**THE RECORDS:**
----

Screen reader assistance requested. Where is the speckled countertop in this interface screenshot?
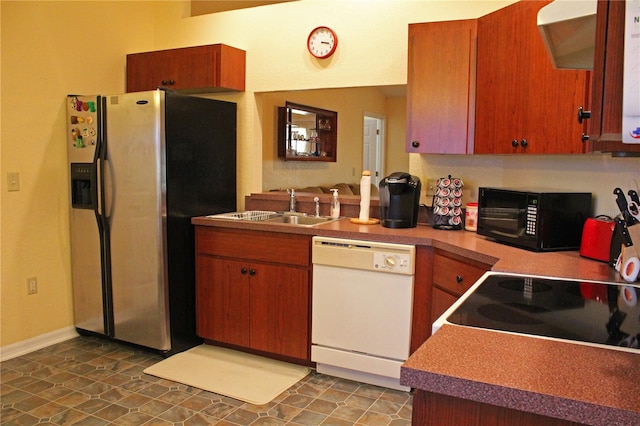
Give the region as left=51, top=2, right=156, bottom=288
left=191, top=214, right=622, bottom=282
left=191, top=213, right=637, bottom=424
left=401, top=325, right=640, bottom=425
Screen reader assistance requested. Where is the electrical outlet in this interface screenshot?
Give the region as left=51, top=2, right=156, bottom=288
left=7, top=172, right=20, bottom=192
left=425, top=179, right=437, bottom=197
left=27, top=277, right=37, bottom=295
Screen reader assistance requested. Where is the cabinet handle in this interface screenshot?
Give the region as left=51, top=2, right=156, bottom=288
left=581, top=133, right=589, bottom=143
left=249, top=269, right=256, bottom=276
left=161, top=79, right=175, bottom=86
left=456, top=275, right=463, bottom=283
left=577, top=106, right=591, bottom=124
left=241, top=268, right=248, bottom=275
left=520, top=139, right=528, bottom=147
left=411, top=140, right=420, bottom=148
left=511, top=139, right=519, bottom=148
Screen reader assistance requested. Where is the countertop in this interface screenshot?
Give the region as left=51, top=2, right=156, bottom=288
left=401, top=324, right=640, bottom=425
left=191, top=215, right=637, bottom=424
left=191, top=215, right=622, bottom=283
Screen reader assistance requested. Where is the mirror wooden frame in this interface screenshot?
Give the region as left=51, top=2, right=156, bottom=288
left=277, top=102, right=337, bottom=162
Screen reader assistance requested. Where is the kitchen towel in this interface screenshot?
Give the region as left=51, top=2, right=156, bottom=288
left=143, top=344, right=310, bottom=405
left=359, top=171, right=371, bottom=221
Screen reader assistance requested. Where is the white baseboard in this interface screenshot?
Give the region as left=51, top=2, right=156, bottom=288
left=0, top=327, right=79, bottom=362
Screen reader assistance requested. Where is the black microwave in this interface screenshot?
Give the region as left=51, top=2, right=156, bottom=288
left=477, top=188, right=592, bottom=252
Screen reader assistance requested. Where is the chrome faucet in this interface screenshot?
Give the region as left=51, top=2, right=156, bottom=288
left=314, top=197, right=320, bottom=217
left=288, top=188, right=296, bottom=212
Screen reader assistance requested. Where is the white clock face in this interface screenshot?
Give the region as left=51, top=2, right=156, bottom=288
left=307, top=27, right=337, bottom=59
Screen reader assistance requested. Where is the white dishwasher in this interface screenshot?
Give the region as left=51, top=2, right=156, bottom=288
left=311, top=236, right=415, bottom=391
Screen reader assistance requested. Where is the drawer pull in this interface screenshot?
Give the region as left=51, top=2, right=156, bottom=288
left=456, top=275, right=463, bottom=283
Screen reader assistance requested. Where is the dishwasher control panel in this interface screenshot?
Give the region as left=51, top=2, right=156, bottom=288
left=312, top=236, right=415, bottom=275
left=373, top=252, right=412, bottom=273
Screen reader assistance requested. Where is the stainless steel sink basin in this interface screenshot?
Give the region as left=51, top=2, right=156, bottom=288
left=264, top=214, right=338, bottom=227
left=206, top=211, right=339, bottom=227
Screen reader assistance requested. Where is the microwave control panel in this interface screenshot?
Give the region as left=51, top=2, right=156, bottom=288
left=526, top=196, right=539, bottom=236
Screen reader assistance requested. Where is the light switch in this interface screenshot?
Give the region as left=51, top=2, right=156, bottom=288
left=7, top=172, right=20, bottom=191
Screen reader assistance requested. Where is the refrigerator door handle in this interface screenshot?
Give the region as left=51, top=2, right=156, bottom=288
left=95, top=158, right=103, bottom=217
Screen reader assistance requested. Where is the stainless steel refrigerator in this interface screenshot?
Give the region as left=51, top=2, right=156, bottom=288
left=66, top=90, right=236, bottom=354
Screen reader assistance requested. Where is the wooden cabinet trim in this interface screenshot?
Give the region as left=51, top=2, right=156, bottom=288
left=411, top=246, right=434, bottom=353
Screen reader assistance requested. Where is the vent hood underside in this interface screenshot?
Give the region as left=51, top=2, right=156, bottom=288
left=537, top=0, right=597, bottom=70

----

**PROBLEM TO SOLVE:** When you repeat the material above, keep every word exact and leave out the pictures.

**REPLY:**
Screen reader assistance requested. Where is the speckled countertop in this interface screenshot?
Give the region as left=51, top=2, right=156, bottom=288
left=191, top=214, right=622, bottom=282
left=191, top=213, right=637, bottom=424
left=401, top=325, right=640, bottom=425
Screen reader assistance requested. Where is the electrical outlet in this interface screenshot?
Give the region as left=51, top=2, right=156, bottom=288
left=7, top=172, right=20, bottom=192
left=425, top=179, right=437, bottom=197
left=27, top=277, right=37, bottom=295
Screen reader assistance requested. Where is the cabinet handle in this interface screenshot?
Give the region as left=51, top=2, right=156, bottom=288
left=581, top=133, right=589, bottom=143
left=249, top=269, right=256, bottom=276
left=161, top=79, right=175, bottom=86
left=456, top=275, right=463, bottom=283
left=577, top=106, right=591, bottom=124
left=241, top=268, right=248, bottom=275
left=520, top=139, right=528, bottom=147
left=411, top=140, right=420, bottom=148
left=511, top=139, right=519, bottom=148
Screen reader assistance requested. Where is the countertop in this interface screenshot?
Give the region as left=51, top=2, right=156, bottom=288
left=401, top=324, right=640, bottom=425
left=191, top=215, right=637, bottom=424
left=191, top=215, right=622, bottom=283
Screen reader assistance requested. Where is the mirror wooden frame in this interface screenshot?
Give the region as left=51, top=2, right=156, bottom=288
left=277, top=102, right=337, bottom=162
Screen reader assistance requested. Where is the kitchen towel in this interface screenshot?
Give the region as left=51, top=2, right=156, bottom=288
left=143, top=344, right=310, bottom=405
left=359, top=171, right=371, bottom=221
Screen reader assistance requested. Where is the white baseboard in this interface screenshot?
Give the region as left=51, top=2, right=156, bottom=288
left=0, top=327, right=79, bottom=362
Screen reader assistance requested. Where is the black microwave in this interface screenshot?
Give the region as left=51, top=2, right=156, bottom=288
left=477, top=188, right=592, bottom=252
Screen reader assistance requested. Where is the chrome faucet in this interface screenshot?
Give the region as left=51, top=2, right=156, bottom=288
left=314, top=197, right=320, bottom=217
left=288, top=188, right=296, bottom=212
Screen reader assistance requested. Where is the white clock face in this interface screenshot?
Give the region as left=51, top=2, right=156, bottom=288
left=307, top=27, right=337, bottom=59
Screen reader assistance requested. Where is the white dishwasher in this interface screenshot?
Give the region as left=51, top=2, right=156, bottom=288
left=311, top=236, right=415, bottom=391
Screen reader assistance requested. Where is the drawer pull in this interface screenshot?
Give the region as left=51, top=2, right=156, bottom=288
left=456, top=275, right=463, bottom=283
Screen reader assistance requested. Where is the dishwasher control panel in this interface screenshot?
Give the region as left=51, top=2, right=156, bottom=288
left=312, top=236, right=415, bottom=275
left=373, top=252, right=412, bottom=273
Screen reader assistance requested. Where is the stainless steel sink basin in this interface screenshot?
Give the region as left=51, top=2, right=156, bottom=288
left=264, top=214, right=338, bottom=227
left=206, top=211, right=339, bottom=227
Screen reader assistance requested. Where is the microwave control panel in this interface screenshot?
Give the region as left=51, top=2, right=156, bottom=288
left=526, top=196, right=539, bottom=236
Screen reader assistance requested. Where is the light switch in this interface screenshot?
Give the region as left=51, top=2, right=156, bottom=288
left=7, top=172, right=20, bottom=191
Screen reader assistance requested. Where is the refrigerator door handle in this interface screenshot?
Give the region as left=51, top=2, right=156, bottom=288
left=95, top=158, right=103, bottom=217
Screen reader assistance requested. Where is the stainless steel refrigerator in this interface screenshot?
Give the region as left=51, top=2, right=156, bottom=288
left=66, top=90, right=236, bottom=354
Screen reader assistance requested. Where is the wooden cabinet trim in this interface screenshot?
Give the region as left=51, top=2, right=156, bottom=288
left=411, top=246, right=434, bottom=353
Screen reader assistance requested. Where is the vent hood underside in this interface screenshot?
Give the region as left=51, top=2, right=156, bottom=288
left=537, top=0, right=597, bottom=70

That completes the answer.